■ Source excerpt
--------

- Born: 1976 (age 49–50) Silver Spring, Maryland
- Education: Georgetown, Studio Theatre Conservatory, SAE Institute
- Occupations: singer-songwriter, pianist, percussionist
- Children: 1
- Writing career
- Notable works: After The Fall EP A New Way
- Website: amyclarke.com

= Amy Clarke (musician) =

American singer-songwriter

Amy Clarke (born 1976 in Silver Spring, Maryland) is an American singer-songwriter, pianist, experimental synth keyboardist, percussionist and activist. Classically trained, she is known for mixing acoustic piano and contemporary electronics, and features her lyrics and vocals over rock, jazz, tribal, and world rhythms. With a powerful and wide range, Clarke can flow from a cappella to acoustic piano and eclectic percussion, blending complex rhythms. She has been described as "accomplished" and "amazing." Robert Leggett wrote that "after listening ... it is very difficult to just sit idly by – the listener is compelled to get involved."

Clarke has opened for and shared stages with artists like Sarah McLachlan and the Indigo Girls, Starhawk, Poe, and drummer Dave Greene. She has played at Burning Man, Make Music L.A., South By Southwest, L.A.'s Cross Pollinate, and at New York City's The Cutting Room, The Bitter End, Washington, D.C.'s the Black Cat and Busboys and Poets, Los Angeles' the Viper Room, The House of Blues Sunset Strip, Hotel Café and other venues. Her albums are A New Way (2017) and the EP After the Fall (2006).

A feminist, environmental community activist based in Los Angeles, she was a representative on the Silver Lake Neighborhood Council (SLNC) from 2012 to 2015, serving as an at-large representative and co-chair of the SLNC Governing Board for the latter two years.

==Early life and education==
Clarke was born in Silver Spring, Maryland to teachers Donna M. and Stephen A. Clarke: Donna taught elementary school English and history and Stephen high school math. Clarke studied classical piano from age 4 until 15 with Marian Smith Nee, who was affiliated with Catholic University. She earned a Bachelor of Science in Foreign Service from Georgetown University with a focus on Culture and Politics in International Affairs, and, later, a certificate in Electronic Music Production from the SAE Institute of Technology in New York City.

--------

■ Data supplied
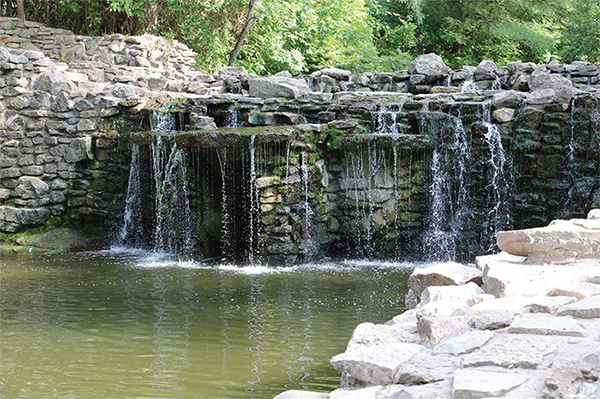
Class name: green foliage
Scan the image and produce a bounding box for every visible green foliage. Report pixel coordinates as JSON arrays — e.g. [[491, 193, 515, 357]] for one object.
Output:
[[10, 0, 600, 74], [560, 0, 600, 62]]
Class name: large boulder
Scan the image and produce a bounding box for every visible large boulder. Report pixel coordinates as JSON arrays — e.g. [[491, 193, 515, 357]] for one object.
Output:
[[497, 211, 600, 263], [248, 76, 311, 98], [407, 262, 481, 308], [474, 60, 498, 80], [529, 72, 577, 103], [331, 343, 423, 385], [408, 53, 452, 83]]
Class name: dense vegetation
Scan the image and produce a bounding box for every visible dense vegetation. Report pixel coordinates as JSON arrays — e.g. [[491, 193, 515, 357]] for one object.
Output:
[[0, 0, 600, 74]]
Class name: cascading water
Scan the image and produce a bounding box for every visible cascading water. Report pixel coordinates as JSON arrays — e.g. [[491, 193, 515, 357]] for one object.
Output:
[[248, 134, 259, 263], [119, 143, 144, 246], [420, 103, 510, 260], [151, 136, 194, 256], [224, 107, 243, 128], [372, 99, 406, 134]]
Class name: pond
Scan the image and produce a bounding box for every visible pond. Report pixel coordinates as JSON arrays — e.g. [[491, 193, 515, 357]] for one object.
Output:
[[0, 250, 422, 398]]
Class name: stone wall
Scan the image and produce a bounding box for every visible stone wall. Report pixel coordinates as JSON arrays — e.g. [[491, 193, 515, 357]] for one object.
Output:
[[0, 24, 600, 259]]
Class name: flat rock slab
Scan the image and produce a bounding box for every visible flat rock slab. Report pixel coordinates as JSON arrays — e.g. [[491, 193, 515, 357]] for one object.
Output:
[[331, 343, 423, 385], [273, 390, 329, 399], [557, 295, 600, 319], [346, 321, 420, 350], [452, 369, 529, 399], [508, 315, 586, 337], [394, 349, 461, 385], [496, 219, 600, 263], [463, 334, 573, 369], [408, 262, 481, 297], [529, 296, 577, 313], [433, 331, 494, 356]]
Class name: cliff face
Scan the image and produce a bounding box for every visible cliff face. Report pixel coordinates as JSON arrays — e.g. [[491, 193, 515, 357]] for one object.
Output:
[[0, 20, 600, 263]]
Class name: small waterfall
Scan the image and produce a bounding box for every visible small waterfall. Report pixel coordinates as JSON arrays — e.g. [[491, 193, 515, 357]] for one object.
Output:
[[423, 103, 511, 260], [371, 99, 406, 134], [459, 70, 476, 93], [151, 136, 194, 256], [561, 93, 600, 218], [482, 103, 512, 251], [248, 134, 260, 263], [217, 148, 233, 258], [150, 104, 177, 132], [300, 151, 318, 259], [119, 143, 144, 246], [224, 107, 243, 128]]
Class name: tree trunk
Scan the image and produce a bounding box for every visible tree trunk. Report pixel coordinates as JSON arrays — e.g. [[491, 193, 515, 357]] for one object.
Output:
[[17, 0, 25, 21], [229, 0, 258, 66]]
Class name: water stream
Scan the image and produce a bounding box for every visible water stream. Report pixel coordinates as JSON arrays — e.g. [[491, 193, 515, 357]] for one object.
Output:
[[0, 251, 415, 399]]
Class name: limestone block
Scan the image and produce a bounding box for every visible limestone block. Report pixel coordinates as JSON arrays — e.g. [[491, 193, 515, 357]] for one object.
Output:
[[219, 67, 248, 80], [529, 72, 576, 103], [497, 219, 600, 262], [421, 282, 484, 306], [408, 262, 482, 297], [34, 70, 77, 94], [65, 137, 93, 163], [408, 53, 452, 82], [48, 91, 75, 112], [376, 378, 452, 399], [527, 89, 556, 105], [0, 206, 50, 230], [479, 255, 600, 298], [541, 358, 598, 398], [433, 331, 494, 356], [528, 296, 577, 314], [13, 176, 50, 199], [77, 118, 98, 132], [557, 295, 600, 319], [464, 334, 572, 369], [328, 386, 383, 399], [273, 390, 329, 399], [473, 309, 515, 330], [492, 108, 516, 123], [331, 343, 423, 385], [248, 77, 311, 98], [473, 60, 498, 80], [346, 323, 419, 350], [508, 314, 586, 337], [394, 349, 461, 385], [417, 316, 470, 344], [452, 368, 529, 399], [0, 168, 22, 179], [320, 68, 352, 80]]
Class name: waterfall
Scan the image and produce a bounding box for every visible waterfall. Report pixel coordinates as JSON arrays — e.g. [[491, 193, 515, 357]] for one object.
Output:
[[151, 136, 194, 256], [420, 103, 510, 260], [150, 104, 177, 132], [217, 148, 233, 258], [371, 99, 406, 134], [119, 143, 144, 246], [248, 134, 259, 263], [482, 103, 512, 251], [224, 107, 243, 128], [300, 151, 318, 259]]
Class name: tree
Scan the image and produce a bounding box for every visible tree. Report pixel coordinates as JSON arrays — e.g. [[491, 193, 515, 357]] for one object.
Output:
[[560, 0, 600, 62]]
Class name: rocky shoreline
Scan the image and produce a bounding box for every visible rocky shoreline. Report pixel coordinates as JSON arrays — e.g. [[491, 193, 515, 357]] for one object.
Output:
[[276, 209, 600, 399]]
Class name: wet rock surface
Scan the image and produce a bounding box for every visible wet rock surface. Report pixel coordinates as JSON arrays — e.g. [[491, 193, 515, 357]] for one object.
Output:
[[276, 210, 600, 399]]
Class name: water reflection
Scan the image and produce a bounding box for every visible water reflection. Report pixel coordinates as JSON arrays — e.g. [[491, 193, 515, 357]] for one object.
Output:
[[0, 251, 414, 398]]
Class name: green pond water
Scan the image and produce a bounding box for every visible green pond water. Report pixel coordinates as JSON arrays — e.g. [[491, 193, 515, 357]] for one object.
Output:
[[0, 251, 415, 399]]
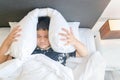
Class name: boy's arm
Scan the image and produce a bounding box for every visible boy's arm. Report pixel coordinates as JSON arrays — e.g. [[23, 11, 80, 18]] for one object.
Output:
[[60, 28, 88, 57], [0, 27, 21, 63]]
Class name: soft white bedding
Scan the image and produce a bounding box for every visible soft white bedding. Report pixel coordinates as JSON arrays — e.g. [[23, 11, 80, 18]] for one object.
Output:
[[0, 7, 105, 80], [0, 52, 105, 80]]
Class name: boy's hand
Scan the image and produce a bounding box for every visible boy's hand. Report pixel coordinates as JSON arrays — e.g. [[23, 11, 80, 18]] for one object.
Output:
[[59, 27, 77, 46]]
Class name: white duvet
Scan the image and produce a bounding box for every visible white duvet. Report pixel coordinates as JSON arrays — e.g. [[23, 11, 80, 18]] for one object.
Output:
[[0, 9, 105, 80], [0, 52, 105, 80]]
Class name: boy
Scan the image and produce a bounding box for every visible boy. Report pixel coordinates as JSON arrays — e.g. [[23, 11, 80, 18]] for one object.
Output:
[[0, 17, 88, 65]]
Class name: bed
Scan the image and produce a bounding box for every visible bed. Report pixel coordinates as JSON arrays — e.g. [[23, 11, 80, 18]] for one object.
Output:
[[0, 9, 106, 80]]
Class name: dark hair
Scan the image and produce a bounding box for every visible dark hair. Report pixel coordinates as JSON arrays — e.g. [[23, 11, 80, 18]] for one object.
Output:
[[37, 16, 50, 30]]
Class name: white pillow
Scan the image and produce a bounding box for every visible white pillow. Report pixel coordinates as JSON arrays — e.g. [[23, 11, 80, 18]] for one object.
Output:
[[8, 8, 79, 58], [79, 28, 96, 54]]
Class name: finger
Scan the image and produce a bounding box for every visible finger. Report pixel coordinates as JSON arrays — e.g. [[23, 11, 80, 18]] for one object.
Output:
[[62, 28, 69, 34], [59, 33, 67, 37], [70, 27, 73, 34]]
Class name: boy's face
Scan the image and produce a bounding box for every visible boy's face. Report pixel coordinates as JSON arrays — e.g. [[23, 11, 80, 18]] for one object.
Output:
[[37, 29, 50, 49]]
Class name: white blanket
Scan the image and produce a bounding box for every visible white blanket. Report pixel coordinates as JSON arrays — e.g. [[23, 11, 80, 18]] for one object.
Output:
[[0, 54, 74, 80], [0, 52, 105, 80]]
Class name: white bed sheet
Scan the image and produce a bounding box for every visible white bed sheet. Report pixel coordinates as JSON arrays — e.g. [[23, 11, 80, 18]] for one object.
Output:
[[0, 52, 105, 80], [0, 28, 105, 80], [105, 70, 120, 80]]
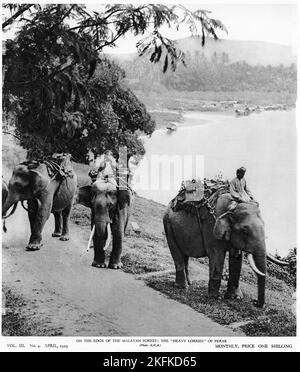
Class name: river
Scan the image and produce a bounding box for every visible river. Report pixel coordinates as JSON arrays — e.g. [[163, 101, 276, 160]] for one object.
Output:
[[133, 110, 297, 255]]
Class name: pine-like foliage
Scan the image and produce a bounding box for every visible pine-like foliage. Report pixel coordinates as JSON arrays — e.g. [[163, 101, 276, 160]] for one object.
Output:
[[2, 4, 224, 160]]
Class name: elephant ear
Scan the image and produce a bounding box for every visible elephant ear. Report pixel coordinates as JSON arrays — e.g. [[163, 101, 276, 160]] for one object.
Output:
[[118, 189, 131, 209], [75, 186, 93, 208], [213, 214, 231, 240]]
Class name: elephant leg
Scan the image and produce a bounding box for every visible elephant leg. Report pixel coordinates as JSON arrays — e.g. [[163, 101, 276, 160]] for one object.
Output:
[[208, 247, 226, 298], [59, 204, 72, 241], [163, 217, 188, 289], [28, 199, 38, 232], [225, 250, 243, 299], [92, 232, 106, 269], [26, 195, 53, 251], [108, 216, 125, 269], [184, 256, 191, 285], [52, 212, 62, 237]]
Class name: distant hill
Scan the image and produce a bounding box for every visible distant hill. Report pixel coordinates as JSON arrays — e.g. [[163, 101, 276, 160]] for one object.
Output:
[[111, 37, 297, 66]]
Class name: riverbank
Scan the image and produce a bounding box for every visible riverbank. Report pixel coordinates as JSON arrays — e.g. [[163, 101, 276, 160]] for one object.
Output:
[[134, 90, 296, 129]]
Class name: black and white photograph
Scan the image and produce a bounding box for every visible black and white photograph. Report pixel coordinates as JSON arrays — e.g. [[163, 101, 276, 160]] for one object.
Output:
[[1, 0, 299, 354]]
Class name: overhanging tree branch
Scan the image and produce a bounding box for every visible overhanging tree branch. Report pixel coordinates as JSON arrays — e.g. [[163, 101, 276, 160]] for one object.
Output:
[[2, 4, 34, 30]]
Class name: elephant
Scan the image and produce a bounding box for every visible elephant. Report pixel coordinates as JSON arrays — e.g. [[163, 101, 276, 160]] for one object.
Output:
[[2, 179, 8, 232], [2, 154, 77, 251], [77, 173, 133, 269], [2, 179, 8, 208], [163, 193, 288, 308]]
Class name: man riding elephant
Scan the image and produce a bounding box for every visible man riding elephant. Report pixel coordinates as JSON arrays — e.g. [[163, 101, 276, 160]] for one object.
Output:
[[2, 154, 77, 251], [77, 155, 133, 269], [163, 178, 288, 307], [230, 167, 253, 203]]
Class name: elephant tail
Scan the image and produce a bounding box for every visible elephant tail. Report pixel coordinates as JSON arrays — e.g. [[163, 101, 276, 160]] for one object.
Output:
[[163, 211, 181, 261]]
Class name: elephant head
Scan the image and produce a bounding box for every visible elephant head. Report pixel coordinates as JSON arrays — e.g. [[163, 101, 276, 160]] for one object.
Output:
[[2, 162, 47, 218], [213, 194, 288, 307]]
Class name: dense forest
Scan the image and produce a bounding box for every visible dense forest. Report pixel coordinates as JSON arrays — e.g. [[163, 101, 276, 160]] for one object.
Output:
[[119, 51, 297, 93]]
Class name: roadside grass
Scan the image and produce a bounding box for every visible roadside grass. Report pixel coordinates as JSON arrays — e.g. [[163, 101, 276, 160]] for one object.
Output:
[[2, 286, 62, 337], [145, 274, 296, 337]]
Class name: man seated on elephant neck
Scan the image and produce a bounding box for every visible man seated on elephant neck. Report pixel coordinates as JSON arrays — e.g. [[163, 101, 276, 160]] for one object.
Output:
[[230, 167, 253, 203]]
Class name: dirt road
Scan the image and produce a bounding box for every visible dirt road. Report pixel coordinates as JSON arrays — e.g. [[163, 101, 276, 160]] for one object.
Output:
[[2, 206, 240, 336]]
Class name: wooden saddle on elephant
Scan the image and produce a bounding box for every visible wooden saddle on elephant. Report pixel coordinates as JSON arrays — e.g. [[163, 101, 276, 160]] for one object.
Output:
[[171, 178, 229, 214]]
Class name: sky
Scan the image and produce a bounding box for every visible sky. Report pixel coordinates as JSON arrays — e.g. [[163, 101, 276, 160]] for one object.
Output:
[[98, 0, 298, 53], [5, 0, 298, 53]]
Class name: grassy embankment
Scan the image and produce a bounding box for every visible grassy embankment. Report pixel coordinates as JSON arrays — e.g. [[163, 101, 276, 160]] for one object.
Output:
[[3, 137, 296, 336]]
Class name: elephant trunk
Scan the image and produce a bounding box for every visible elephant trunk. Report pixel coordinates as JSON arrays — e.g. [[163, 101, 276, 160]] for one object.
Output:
[[249, 252, 267, 307], [95, 220, 111, 250]]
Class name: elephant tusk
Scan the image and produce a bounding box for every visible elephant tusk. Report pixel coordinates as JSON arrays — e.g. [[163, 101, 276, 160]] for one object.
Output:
[[247, 253, 266, 276], [267, 253, 289, 266], [103, 223, 111, 251], [86, 225, 95, 252], [2, 202, 18, 220]]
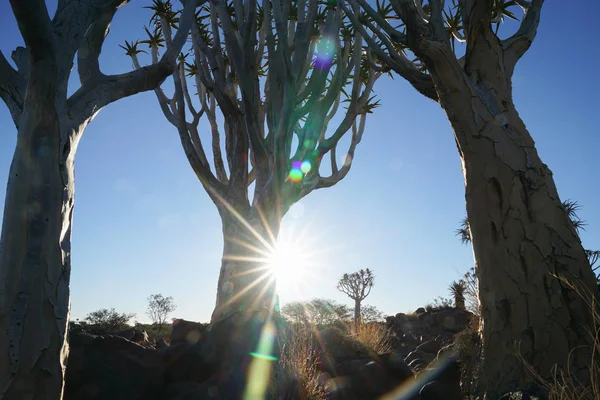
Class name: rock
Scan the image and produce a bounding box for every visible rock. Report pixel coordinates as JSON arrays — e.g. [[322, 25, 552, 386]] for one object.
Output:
[[161, 343, 217, 384], [64, 332, 164, 400], [498, 391, 539, 400], [404, 350, 436, 365], [348, 362, 399, 399], [154, 338, 169, 350], [171, 319, 207, 345], [164, 382, 203, 400], [417, 340, 441, 354], [112, 328, 150, 346], [322, 358, 371, 376], [419, 381, 463, 400], [435, 308, 472, 333], [313, 328, 374, 372]]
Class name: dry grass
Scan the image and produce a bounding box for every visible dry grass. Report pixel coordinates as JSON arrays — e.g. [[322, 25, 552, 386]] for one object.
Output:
[[352, 323, 393, 354], [277, 325, 326, 400], [517, 276, 600, 400]]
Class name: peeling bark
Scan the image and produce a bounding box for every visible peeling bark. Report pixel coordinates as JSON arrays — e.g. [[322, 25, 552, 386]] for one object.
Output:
[[432, 43, 597, 398], [0, 0, 202, 400], [211, 209, 281, 323]]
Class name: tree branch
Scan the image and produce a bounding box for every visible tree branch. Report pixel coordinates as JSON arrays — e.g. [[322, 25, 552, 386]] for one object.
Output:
[[502, 0, 544, 76], [67, 0, 200, 126], [459, 0, 499, 69], [10, 0, 54, 63], [77, 0, 122, 85], [0, 51, 26, 129], [339, 0, 438, 101], [173, 67, 224, 201]]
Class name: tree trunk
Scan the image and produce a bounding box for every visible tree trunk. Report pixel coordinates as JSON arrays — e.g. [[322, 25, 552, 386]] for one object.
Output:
[[197, 210, 281, 399], [211, 211, 281, 323], [0, 92, 79, 400], [354, 299, 361, 333], [432, 56, 597, 399]]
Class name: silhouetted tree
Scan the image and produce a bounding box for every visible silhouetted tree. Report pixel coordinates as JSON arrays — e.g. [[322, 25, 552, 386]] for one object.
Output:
[[360, 304, 384, 323], [448, 280, 467, 310], [146, 294, 177, 332], [0, 0, 197, 400], [337, 268, 375, 329], [338, 0, 600, 398], [281, 299, 350, 325], [85, 308, 135, 332]]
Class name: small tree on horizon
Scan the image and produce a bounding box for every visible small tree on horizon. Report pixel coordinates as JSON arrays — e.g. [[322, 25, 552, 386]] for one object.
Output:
[[337, 268, 375, 329], [146, 293, 177, 332], [85, 308, 135, 332], [448, 280, 467, 310]]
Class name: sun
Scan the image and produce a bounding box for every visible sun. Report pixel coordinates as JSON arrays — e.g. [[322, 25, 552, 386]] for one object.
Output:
[[268, 241, 309, 288]]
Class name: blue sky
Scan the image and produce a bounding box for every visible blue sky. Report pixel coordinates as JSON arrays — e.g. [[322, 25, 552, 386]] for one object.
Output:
[[0, 0, 600, 321]]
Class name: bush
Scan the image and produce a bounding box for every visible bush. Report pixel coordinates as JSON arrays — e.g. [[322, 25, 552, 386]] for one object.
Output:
[[353, 322, 394, 354], [517, 276, 600, 400], [273, 325, 326, 400], [85, 308, 135, 333]]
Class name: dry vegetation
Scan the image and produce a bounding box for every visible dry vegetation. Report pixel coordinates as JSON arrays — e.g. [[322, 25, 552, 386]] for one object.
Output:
[[525, 276, 600, 400]]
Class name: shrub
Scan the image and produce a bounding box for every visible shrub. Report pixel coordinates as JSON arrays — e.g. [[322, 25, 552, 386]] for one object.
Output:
[[517, 276, 600, 400], [353, 322, 394, 354], [273, 325, 326, 400], [85, 308, 135, 333]]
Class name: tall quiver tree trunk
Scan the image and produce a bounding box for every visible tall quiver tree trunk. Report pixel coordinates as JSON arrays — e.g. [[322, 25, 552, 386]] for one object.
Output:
[[346, 0, 598, 399], [211, 203, 281, 321], [0, 0, 196, 400]]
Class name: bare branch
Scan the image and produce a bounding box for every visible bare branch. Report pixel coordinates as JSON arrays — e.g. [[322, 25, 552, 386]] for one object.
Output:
[[0, 51, 26, 128], [173, 66, 224, 201], [502, 0, 544, 76], [459, 0, 498, 68], [10, 0, 55, 63], [206, 94, 228, 183], [339, 0, 438, 101], [77, 1, 122, 85], [68, 0, 206, 123]]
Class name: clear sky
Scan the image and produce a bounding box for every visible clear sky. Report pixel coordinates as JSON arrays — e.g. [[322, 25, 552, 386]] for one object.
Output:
[[0, 0, 600, 321]]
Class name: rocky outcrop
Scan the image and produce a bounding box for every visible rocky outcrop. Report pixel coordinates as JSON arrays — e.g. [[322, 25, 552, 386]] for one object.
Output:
[[171, 319, 208, 345], [64, 331, 165, 400]]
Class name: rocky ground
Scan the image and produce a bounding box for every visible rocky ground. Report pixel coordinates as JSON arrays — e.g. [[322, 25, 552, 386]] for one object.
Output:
[[64, 308, 536, 400]]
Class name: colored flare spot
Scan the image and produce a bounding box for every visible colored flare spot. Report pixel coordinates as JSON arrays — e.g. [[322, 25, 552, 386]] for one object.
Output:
[[315, 37, 335, 69], [300, 161, 311, 174], [289, 168, 304, 183]]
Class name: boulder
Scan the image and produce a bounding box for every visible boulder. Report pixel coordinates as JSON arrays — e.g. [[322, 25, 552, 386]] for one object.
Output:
[[419, 381, 463, 400], [64, 331, 164, 400], [112, 328, 150, 346], [435, 308, 472, 333], [171, 319, 207, 345], [416, 340, 441, 354], [160, 342, 217, 384], [378, 351, 414, 382]]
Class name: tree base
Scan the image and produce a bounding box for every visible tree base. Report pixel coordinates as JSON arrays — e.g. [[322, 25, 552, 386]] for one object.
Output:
[[197, 311, 279, 399]]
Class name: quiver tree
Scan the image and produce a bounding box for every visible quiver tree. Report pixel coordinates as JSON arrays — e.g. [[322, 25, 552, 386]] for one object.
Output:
[[0, 0, 196, 400], [127, 0, 381, 324], [448, 281, 467, 310], [337, 268, 375, 330], [339, 0, 597, 398], [146, 293, 177, 332]]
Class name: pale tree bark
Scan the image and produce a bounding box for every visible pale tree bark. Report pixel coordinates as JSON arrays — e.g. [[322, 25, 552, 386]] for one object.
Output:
[[128, 0, 381, 323], [0, 0, 195, 400], [126, 0, 381, 398], [347, 0, 598, 399]]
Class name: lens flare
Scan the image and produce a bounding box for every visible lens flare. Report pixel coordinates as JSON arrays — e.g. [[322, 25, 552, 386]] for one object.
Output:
[[315, 37, 335, 70], [300, 160, 312, 174], [244, 318, 277, 400], [289, 168, 304, 183]]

--------

■ What the task asks
According to the biography of Amy Clarke, what lets Clarke move from a cappella to acoustic piano and eclectic percussion? Explain in one to three sentences.

■ Full solution
The biography credits her powerful and wide range. Because of that range, she can flow from a cappella to acoustic piano and eclectic percussion while blending complex rhythms.